▶ **REQUIRED WORK**
Answer these questions about the post on convergence in measure:
1. What kind of measure space is assumed at the start?
2. Which functions make up the set called M?
3. What does the writer say has already been proved?

Convergence in $\mathcal{M}$ implies convergence in measure on sets of finite measure Let $(\Omega,\mathcal{A},\mu)$ be a $\sigma$-finite measure space such that $\Omega= \bigcup_{n=1}^\infty A_n$ where $\mu(A_n)<\infty$ for all $n \in \mathbb{N}$. Denote by $\mathcal{M}$ the set of all scalar valued $\mu$-measurable functions on $\Omega$ that are finite $\mu$-a.e. I know that $d(f,g)= \sum_{n=1}^{\infty} \frac{1}{2^n} \cdot \frac{1}{\mu(A_n)} \cdot \int_{A_n}\frac{|f-g|}{1+|f-g|}d\mu$ defines a metric in $\mathcal{M}$ and I want to prove that if $d(f_m,f) \rightarrow 0$, then $f_m \rightarrow f$ in measure on sets of finite measure (I have already proved the converse).

▶ **GIVEN DATA**
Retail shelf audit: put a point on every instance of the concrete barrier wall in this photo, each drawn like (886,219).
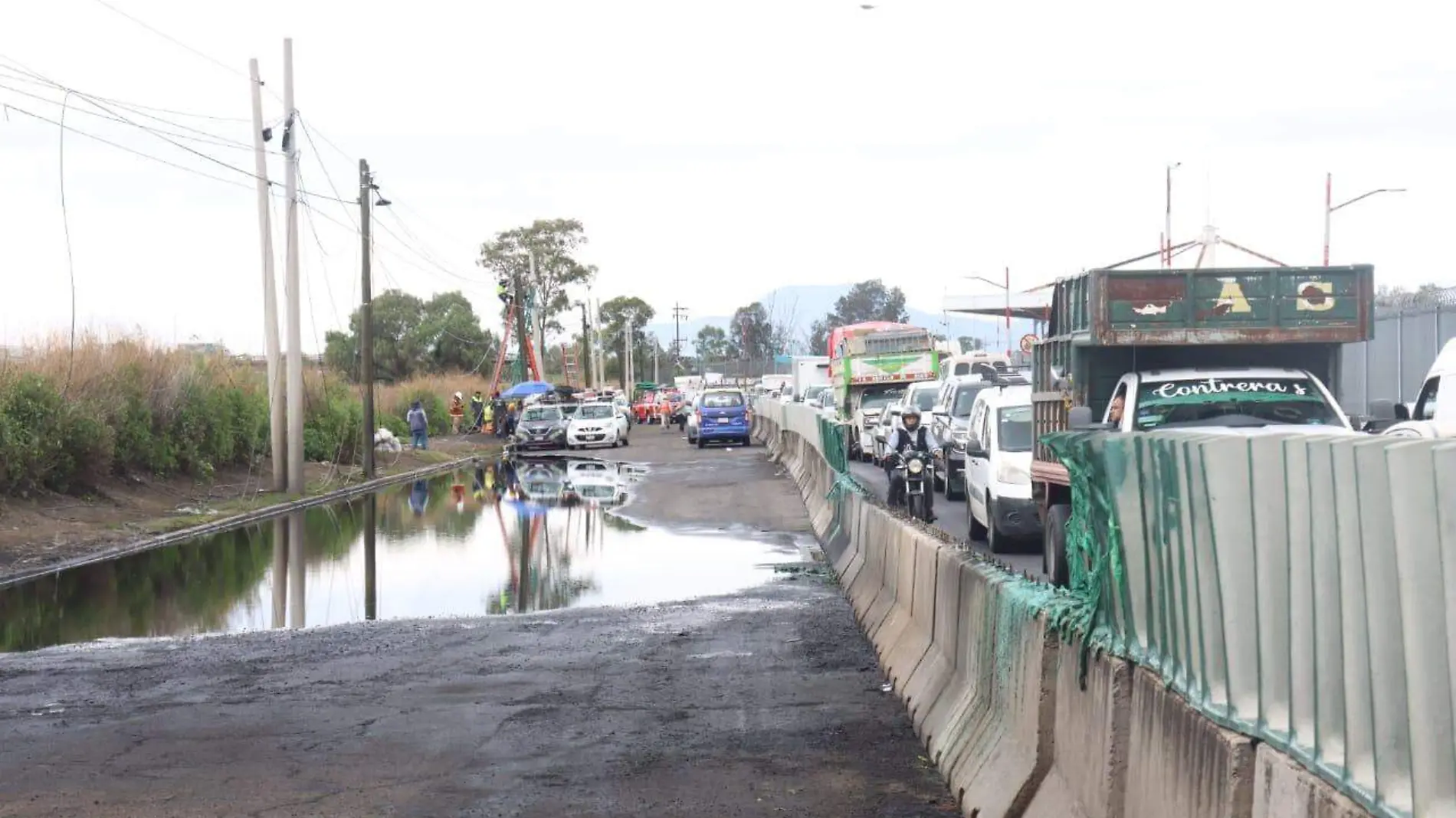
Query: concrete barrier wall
(1292,588)
(1018,721)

▶ **WRITTEN RESPONSE**
1. A σ-finite measure space, with Ω the union of sets A_n that each have finite measure.
2. All scalar-valued μ-measurable functions on Ω that are finite μ-almost everywhere.
3. The converse: convergence in measure on sets of finite measure implies d(f_m, f) → 0.